__Records for this task__
···

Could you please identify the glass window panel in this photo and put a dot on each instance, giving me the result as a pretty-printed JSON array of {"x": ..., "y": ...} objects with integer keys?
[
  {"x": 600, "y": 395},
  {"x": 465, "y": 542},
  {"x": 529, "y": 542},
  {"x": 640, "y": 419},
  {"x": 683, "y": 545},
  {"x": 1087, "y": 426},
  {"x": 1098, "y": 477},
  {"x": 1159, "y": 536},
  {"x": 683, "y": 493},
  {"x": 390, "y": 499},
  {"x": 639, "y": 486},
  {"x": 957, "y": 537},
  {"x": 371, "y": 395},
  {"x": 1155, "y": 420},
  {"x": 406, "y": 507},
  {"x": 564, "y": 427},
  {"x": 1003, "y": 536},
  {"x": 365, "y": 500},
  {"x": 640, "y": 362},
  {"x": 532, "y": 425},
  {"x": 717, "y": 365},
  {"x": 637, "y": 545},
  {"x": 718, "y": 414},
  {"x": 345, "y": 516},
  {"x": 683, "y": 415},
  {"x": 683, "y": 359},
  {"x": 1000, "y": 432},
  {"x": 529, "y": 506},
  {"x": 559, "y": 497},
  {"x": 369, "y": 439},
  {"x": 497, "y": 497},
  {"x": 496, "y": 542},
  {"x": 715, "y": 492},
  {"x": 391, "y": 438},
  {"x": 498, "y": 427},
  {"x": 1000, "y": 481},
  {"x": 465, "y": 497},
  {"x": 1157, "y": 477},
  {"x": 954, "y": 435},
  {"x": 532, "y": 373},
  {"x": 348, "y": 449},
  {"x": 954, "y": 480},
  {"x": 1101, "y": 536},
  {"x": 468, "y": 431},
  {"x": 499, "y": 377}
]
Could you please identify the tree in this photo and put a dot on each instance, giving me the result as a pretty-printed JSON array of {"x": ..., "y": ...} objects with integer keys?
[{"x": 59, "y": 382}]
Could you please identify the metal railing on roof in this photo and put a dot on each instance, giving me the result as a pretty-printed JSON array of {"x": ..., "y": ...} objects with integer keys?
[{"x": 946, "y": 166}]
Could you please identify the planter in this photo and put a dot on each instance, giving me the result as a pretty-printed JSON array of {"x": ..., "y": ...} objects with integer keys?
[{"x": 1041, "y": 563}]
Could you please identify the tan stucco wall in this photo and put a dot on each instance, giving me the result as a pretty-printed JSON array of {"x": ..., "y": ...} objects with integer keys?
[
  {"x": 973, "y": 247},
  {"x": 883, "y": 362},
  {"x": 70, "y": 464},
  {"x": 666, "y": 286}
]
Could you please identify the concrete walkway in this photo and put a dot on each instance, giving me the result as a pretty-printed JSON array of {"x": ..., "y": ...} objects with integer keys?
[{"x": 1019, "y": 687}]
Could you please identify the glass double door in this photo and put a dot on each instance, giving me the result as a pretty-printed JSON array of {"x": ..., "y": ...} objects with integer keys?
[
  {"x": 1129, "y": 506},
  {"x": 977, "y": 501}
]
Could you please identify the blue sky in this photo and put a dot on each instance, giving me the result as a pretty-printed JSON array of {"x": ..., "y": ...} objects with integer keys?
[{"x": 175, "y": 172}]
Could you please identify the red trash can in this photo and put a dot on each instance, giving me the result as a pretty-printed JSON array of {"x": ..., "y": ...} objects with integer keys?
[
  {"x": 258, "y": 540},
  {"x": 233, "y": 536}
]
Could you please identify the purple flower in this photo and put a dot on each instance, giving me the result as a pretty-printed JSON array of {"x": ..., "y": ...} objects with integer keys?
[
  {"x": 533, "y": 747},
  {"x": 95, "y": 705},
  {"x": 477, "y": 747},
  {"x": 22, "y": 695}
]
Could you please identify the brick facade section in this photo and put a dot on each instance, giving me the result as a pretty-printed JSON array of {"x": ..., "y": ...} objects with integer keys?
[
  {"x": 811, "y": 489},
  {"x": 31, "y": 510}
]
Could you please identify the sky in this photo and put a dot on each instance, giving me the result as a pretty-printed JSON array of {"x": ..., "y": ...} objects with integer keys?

···

__Aim of the exercise__
The whole of the material above needs to be copied exactly.

__Problem solution__
Could you please identify the glass window panel in this photo and put a dot on each instance, giving me the result as a pretty-printed JSON array of {"x": ..., "y": ...} objects with integer keys?
[
  {"x": 600, "y": 395},
  {"x": 465, "y": 542},
  {"x": 529, "y": 542},
  {"x": 640, "y": 419},
  {"x": 683, "y": 545},
  {"x": 1087, "y": 426},
  {"x": 1098, "y": 477},
  {"x": 1159, "y": 536},
  {"x": 683, "y": 493},
  {"x": 390, "y": 499},
  {"x": 639, "y": 486},
  {"x": 957, "y": 537},
  {"x": 371, "y": 395},
  {"x": 1155, "y": 420},
  {"x": 406, "y": 507},
  {"x": 564, "y": 427},
  {"x": 1003, "y": 536},
  {"x": 365, "y": 500},
  {"x": 640, "y": 362},
  {"x": 532, "y": 425},
  {"x": 717, "y": 365},
  {"x": 637, "y": 545},
  {"x": 718, "y": 414},
  {"x": 345, "y": 516},
  {"x": 683, "y": 415},
  {"x": 683, "y": 359},
  {"x": 1000, "y": 432},
  {"x": 529, "y": 506},
  {"x": 559, "y": 497},
  {"x": 369, "y": 439},
  {"x": 497, "y": 497},
  {"x": 496, "y": 542},
  {"x": 715, "y": 492},
  {"x": 391, "y": 438},
  {"x": 498, "y": 427},
  {"x": 1000, "y": 481},
  {"x": 465, "y": 497},
  {"x": 1157, "y": 477},
  {"x": 954, "y": 435},
  {"x": 532, "y": 373},
  {"x": 348, "y": 449},
  {"x": 954, "y": 480},
  {"x": 1101, "y": 536},
  {"x": 468, "y": 431},
  {"x": 499, "y": 377}
]
Could you please identify the tree in this photo and put a dot on each instance, giving me the result as a pretty-printed JSON array of {"x": ..., "y": ...} objects with integer keys?
[{"x": 59, "y": 382}]
Could you please identify the metal railing on roof in this photo and put a dot on each instance, giving me the result as a pretty-printed JSON array of {"x": ..., "y": ...} objects with integer keys?
[{"x": 946, "y": 166}]
Could you please identify the planter in this photo and put a dot on each instance, giving me the result as a pretty-printed JSON array of {"x": ..., "y": ...} objects with integer keys?
[{"x": 1041, "y": 563}]
Could you please identify the tan stucco wall in this photo and put a dot on each instance, giving me the result as a pretty-printed JSON array of {"x": ..., "y": ...} objects with integer keys?
[
  {"x": 973, "y": 247},
  {"x": 883, "y": 362},
  {"x": 70, "y": 464},
  {"x": 666, "y": 286}
]
Could you please identify the concrete walkway in this photo and put a dot on each instance, giving me the result as a pretty-printed JSON array of {"x": ..., "y": ...} objects with integer keys?
[{"x": 1019, "y": 687}]
Could you please identify the glass double door in this photo and put a dot on each instance, giving me the result as a pretty-printed JSON array of {"x": ..., "y": ...} objects with integer keys?
[
  {"x": 1129, "y": 506},
  {"x": 977, "y": 501}
]
Could you please identify the blue sky in this photo and put a dot on each instance, giving me the result as a pretty-printed JSON array of {"x": ..., "y": ...} objects with integer keys?
[{"x": 175, "y": 172}]
Could you please identify the red trash can in this photo and put a dot on each instance, giving me the result as a pretty-printed JSON array of {"x": ..., "y": ...} objects with integer keys?
[
  {"x": 258, "y": 540},
  {"x": 233, "y": 536}
]
Could you please identify the purple flower in this photo and put a dot on each instance, giving me the result as a pretty-printed JSON array of {"x": ..., "y": ...} objects with integer keys?
[
  {"x": 533, "y": 747},
  {"x": 95, "y": 705},
  {"x": 477, "y": 747},
  {"x": 22, "y": 695}
]
Could you please identify the brick facade section in this photo and put a dot on each instance, giving me the result as a pretty-printed JSON array of {"x": ..., "y": ...} objects with integer keys?
[
  {"x": 811, "y": 489},
  {"x": 31, "y": 510}
]
Could you please identify the sky in this photo and put a dot on each instance, giving me the result as a pretty-printed JSON array of {"x": ..., "y": ...} objects with integer keys?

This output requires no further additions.